Money For Lunch – Is It Time to Buy Your Relative a Stair Lift?

Is It Time to Buy Your Relative a Stair Lift?

September 18, 2017 2:35 PM0 commentsViews: 9

 

People lose their mobility and independence as they age, which makes individuals feel less confident and more of a burden on their family. Hand rails can help the elderly get around but climbing the stairs is still a major challenge. Despite their stigma, stairlifts can help your relative get up and down whilst minimising the risk of falls.

When is it Time to Get a Stair Lift?

Typical signs that suggest a person would benefit from a stair lift include an increased frailty, an ongoing illness or a recent fall, and regular complaints of feeling tired or short of breath. If any relative is prone to falls or may be starting to show hints of degenerative illness, a stair lift should be a major consideration. Benefits are far and wide and significantly reduce the risk of falls and the need for constant supervision.

You may face stubbornness from your relative when you suggest they need a stair lift. Some believe they’re more active and capable than they actually are. Others think it means they’re on the verge of incapacitation and will reject the idea. This is just wrong. Explain how it can increase their quality of life and will make them more independent.

Before committing to the investment, it’s also a good idea to get a professional opinion from a GP or occupational therapist. Each person is different and hearing it from a doctor may convince your relative.

What to Look for in a Stair Lift:

The most important features are the safety and reliability of the stair lift. Several companies offer many types of brands and some have better reputations than others. Ask for a free brochure from different companies and compare the price and specifications. Consult anyone you may know who uses one or read online reviews and forums. The more information you can get, the better equipped you are to choosing the right lift.

Types of Stair Lift:

You need the most appropriate type to suit the needs of the user and to fit the staircase. Some come with a seat whereas others are perched and support the user in standing position. The second is more suitable for people who find it difficult to go from a seating to standing position. The style of staircase is a major factor such as extending in a straight line or going around a curve. Outdoor lifts are also available.

What’s the Next Step?

After you make a decision to get one, the company sends a surveyor to your home. The staircase and condition of your relative will be assessed before they advise you on the most suitable for your specific situation. Expect questions about mobility, dexterity to operate the stair lift, and any other details that help you to choose the right one. Consultations are vital and typically last around one hour.

Peace of Mind:

When the stair lift is correctly installed and your relative is comfortable using it, give them more freedom and independence around their home. You can also sleep easy knowing that they’re safer and the risk of falls is reduced.

→ Supplied material:
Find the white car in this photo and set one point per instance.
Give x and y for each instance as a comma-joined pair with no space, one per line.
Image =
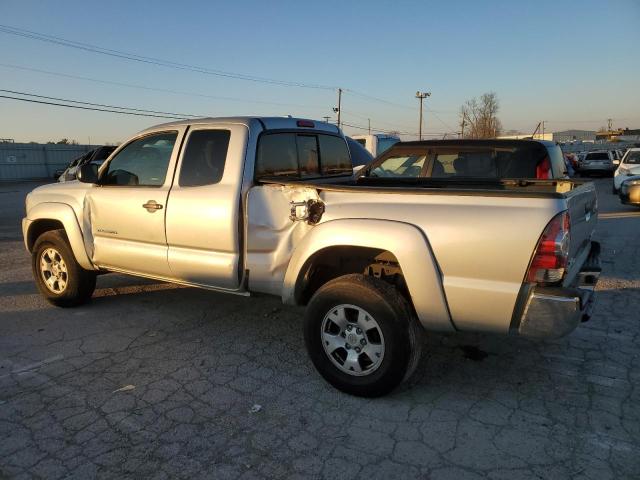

→ Work instruction: In the stair lift article, about how long does the consultation with the company's surveyor typically last?

→ Written answer: Around one hour.